_The problem_. Rewrite the material from the line containing "point: pointed leaf, one" to its final line, inclusive. Replace "pointed leaf" with "lance-shaped leaf" throughout and leave everything else unchanged.

— start —

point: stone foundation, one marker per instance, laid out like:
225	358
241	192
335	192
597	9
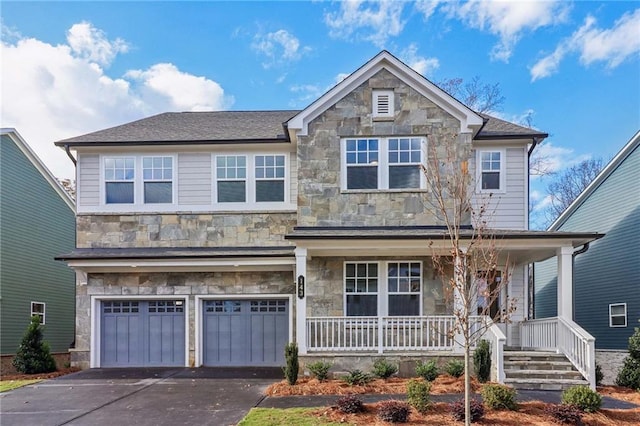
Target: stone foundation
611	362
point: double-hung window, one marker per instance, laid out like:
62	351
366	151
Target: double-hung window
157	174
383	163
399	297
119	177
269	172
361	288
404	281
618	315
231	172
38	309
491	170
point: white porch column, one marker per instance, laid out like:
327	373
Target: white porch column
565	282
301	303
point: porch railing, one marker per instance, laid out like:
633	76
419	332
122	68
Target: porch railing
566	337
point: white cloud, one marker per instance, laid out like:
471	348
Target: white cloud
427	7
279	47
422	65
373	21
92	44
509	19
55	92
612	46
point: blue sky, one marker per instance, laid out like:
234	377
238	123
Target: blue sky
74	67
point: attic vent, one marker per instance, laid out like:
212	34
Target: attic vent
383	103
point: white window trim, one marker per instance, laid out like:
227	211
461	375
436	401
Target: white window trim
250	186
138	204
383	291
617	315
503	168
383	164
375	95
43	313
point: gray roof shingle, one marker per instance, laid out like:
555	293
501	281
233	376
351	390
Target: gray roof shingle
236	126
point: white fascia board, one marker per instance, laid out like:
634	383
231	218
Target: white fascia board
184	265
470	122
39	165
602	176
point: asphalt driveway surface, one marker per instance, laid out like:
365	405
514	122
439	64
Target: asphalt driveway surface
140	396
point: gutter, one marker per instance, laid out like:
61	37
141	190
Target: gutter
67	149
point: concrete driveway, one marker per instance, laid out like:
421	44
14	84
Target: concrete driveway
140	396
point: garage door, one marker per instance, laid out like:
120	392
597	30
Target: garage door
142	333
245	332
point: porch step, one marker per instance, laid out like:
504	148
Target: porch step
540	370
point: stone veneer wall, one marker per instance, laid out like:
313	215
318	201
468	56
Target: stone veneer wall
179	284
184	230
325	285
321	202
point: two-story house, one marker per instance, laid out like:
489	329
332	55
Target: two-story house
214	238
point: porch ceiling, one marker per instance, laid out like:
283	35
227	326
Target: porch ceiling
515	246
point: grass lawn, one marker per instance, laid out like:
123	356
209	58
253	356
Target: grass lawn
7	385
289	416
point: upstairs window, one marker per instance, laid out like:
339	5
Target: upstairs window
119	175
38	309
404	162
231	171
383	163
491	170
157	173
618	315
362	163
269	171
383	103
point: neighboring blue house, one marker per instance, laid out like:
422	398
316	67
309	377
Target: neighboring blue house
606	276
37	222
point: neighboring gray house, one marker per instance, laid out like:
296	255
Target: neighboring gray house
37	223
607	276
214	238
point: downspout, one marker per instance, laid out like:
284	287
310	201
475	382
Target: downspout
583	249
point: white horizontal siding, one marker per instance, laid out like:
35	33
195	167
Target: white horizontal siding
194	179
88	191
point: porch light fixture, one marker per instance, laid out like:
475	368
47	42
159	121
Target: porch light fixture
300	286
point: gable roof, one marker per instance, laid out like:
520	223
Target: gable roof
193	127
624	153
39	165
470	121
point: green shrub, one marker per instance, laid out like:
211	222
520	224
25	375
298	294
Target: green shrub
394	411
454	368
350	404
33	354
418	394
357	377
427	370
599	375
482	361
629	374
291	358
499	397
320	370
384	369
634	344
583	397
457	410
565	413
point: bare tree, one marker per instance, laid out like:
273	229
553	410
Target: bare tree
470	272
566	186
479	96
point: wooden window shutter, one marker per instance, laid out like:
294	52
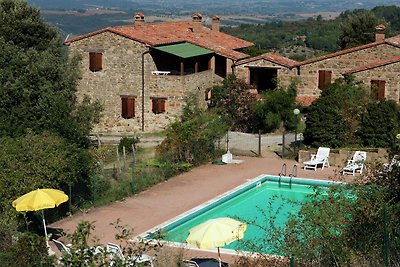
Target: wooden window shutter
154	105
131	107
379	86
161	105
328	78
128	107
158	105
95	61
324	78
124	107
321	79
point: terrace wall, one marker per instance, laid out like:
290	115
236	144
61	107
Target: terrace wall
308	78
122	75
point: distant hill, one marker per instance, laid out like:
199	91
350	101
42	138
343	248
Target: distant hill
221	7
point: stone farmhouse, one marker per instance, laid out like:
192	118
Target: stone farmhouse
142	72
376	64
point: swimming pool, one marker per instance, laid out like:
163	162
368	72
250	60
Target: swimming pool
266	200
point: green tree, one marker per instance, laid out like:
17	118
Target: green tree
358	28
275	107
193	138
380	124
234	101
37	79
333	119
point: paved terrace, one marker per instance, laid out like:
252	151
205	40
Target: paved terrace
166	200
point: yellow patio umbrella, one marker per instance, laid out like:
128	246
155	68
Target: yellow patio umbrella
40	199
216	233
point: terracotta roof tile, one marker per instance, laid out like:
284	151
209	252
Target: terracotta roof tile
306	100
273	57
374	65
395	41
175	32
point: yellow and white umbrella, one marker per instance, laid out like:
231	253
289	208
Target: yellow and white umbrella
216	233
40	199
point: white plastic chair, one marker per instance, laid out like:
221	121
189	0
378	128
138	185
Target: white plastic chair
356	164
132	261
61	246
321	158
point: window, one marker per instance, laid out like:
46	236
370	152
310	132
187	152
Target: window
324	78
128	106
158	104
95	61
378	89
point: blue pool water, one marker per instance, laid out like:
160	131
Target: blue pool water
266	202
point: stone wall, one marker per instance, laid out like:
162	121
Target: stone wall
308	84
389	73
339	158
122	75
284	74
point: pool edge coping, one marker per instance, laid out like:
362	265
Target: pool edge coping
212	201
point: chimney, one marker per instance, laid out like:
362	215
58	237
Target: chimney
196	22
380	32
139	19
215	24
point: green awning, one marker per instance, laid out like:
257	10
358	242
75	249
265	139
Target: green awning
184	50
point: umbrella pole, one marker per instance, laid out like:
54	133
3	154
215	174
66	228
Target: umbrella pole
219	258
45	230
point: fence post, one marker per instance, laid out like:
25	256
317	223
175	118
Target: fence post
134	155
119	165
227	140
124	154
259	143
385	238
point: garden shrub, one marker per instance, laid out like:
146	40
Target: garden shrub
193	138
42	161
128	142
275	107
333	119
380	124
234	102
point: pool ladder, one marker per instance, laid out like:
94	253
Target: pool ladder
283	173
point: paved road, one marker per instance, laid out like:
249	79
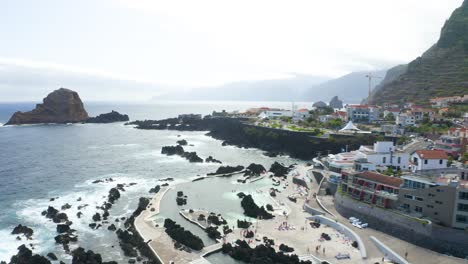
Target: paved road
416	254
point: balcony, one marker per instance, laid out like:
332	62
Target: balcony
387	195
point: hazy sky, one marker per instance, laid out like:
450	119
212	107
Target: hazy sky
138	47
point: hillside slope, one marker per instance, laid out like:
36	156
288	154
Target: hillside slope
440	71
352	87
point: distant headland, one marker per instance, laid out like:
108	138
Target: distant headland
62	106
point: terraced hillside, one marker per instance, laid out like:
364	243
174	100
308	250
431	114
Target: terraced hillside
440	71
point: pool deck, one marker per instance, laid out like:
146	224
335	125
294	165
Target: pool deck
297	233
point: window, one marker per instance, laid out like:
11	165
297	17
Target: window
418	209
463	195
462	207
461	219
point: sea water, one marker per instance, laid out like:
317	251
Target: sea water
40	162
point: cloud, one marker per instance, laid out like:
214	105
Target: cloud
22	80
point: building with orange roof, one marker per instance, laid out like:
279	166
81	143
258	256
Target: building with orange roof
371	187
428	160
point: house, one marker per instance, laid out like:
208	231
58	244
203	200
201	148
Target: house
392	129
190	117
429	160
428	196
270	114
385	154
325	118
460	219
405	120
343	115
445	101
408	105
454	142
301	114
371	187
362	113
381	155
419	113
394	111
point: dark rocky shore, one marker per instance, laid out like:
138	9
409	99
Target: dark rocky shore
108	118
240	133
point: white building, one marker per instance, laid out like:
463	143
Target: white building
275	114
429	160
385	154
381	155
460	219
394	111
301	114
325	118
405	120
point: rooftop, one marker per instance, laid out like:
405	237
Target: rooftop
432	154
380	178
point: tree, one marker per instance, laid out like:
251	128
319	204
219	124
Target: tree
390	117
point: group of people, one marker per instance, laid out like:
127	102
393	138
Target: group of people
285	226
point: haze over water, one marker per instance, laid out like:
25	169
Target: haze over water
39	162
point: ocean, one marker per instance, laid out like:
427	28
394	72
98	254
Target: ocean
40	162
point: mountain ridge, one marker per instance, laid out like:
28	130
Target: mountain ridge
440	71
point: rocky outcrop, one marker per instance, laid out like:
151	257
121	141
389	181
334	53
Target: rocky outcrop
181	198
336	103
279	170
60	106
254	170
111	117
25	256
251	209
21	229
212	160
182	236
179	150
81	256
319	104
241	134
227	170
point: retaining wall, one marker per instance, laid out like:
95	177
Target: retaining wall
444	240
392	255
345	230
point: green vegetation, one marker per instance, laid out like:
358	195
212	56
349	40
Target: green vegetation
390	117
403	140
456	111
440	71
464	158
431	128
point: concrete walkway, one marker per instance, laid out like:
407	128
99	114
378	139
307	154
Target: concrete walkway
416	254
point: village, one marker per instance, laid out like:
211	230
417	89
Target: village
409	187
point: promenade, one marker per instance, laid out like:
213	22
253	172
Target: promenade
416	254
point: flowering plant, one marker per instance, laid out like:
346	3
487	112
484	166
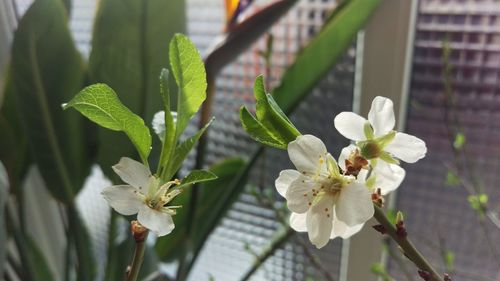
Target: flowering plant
149	194
330	199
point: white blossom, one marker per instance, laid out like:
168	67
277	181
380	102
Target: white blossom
376	138
385	176
142	196
324	202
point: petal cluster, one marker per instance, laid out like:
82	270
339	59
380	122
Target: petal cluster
376	137
142	196
331	200
324	202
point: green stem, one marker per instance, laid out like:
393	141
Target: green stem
409	249
138	259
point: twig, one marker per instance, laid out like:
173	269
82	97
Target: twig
140	246
460	155
409	249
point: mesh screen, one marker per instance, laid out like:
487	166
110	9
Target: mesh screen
224	256
248	222
435	211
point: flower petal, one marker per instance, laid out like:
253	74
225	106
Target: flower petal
308	154
340	229
284	180
125	199
299	194
132	172
350	125
319	221
381	116
388	177
354	204
298	222
344	154
156	221
406	147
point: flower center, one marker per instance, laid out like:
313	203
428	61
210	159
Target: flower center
370	150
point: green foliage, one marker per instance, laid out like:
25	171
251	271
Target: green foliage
181	152
197	176
242	36
270	126
189	73
101	105
379	270
478	202
82	242
169	140
4	189
459	141
452	179
129	49
323	51
211	200
46	70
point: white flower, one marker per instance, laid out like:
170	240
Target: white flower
376	138
143	196
384	175
324	202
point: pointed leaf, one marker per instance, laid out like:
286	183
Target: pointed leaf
46	71
257	131
197	176
181	152
271	116
101	105
189	72
169	139
169	246
323	51
129	50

— end —

_The output_.
point: lance-shaped leaf, one marker per instance, laid out like:
286	183
Target: lance-shaped leaf
46	71
257	131
197	176
181	152
271	116
101	105
189	72
169	139
169	246
323	51
129	50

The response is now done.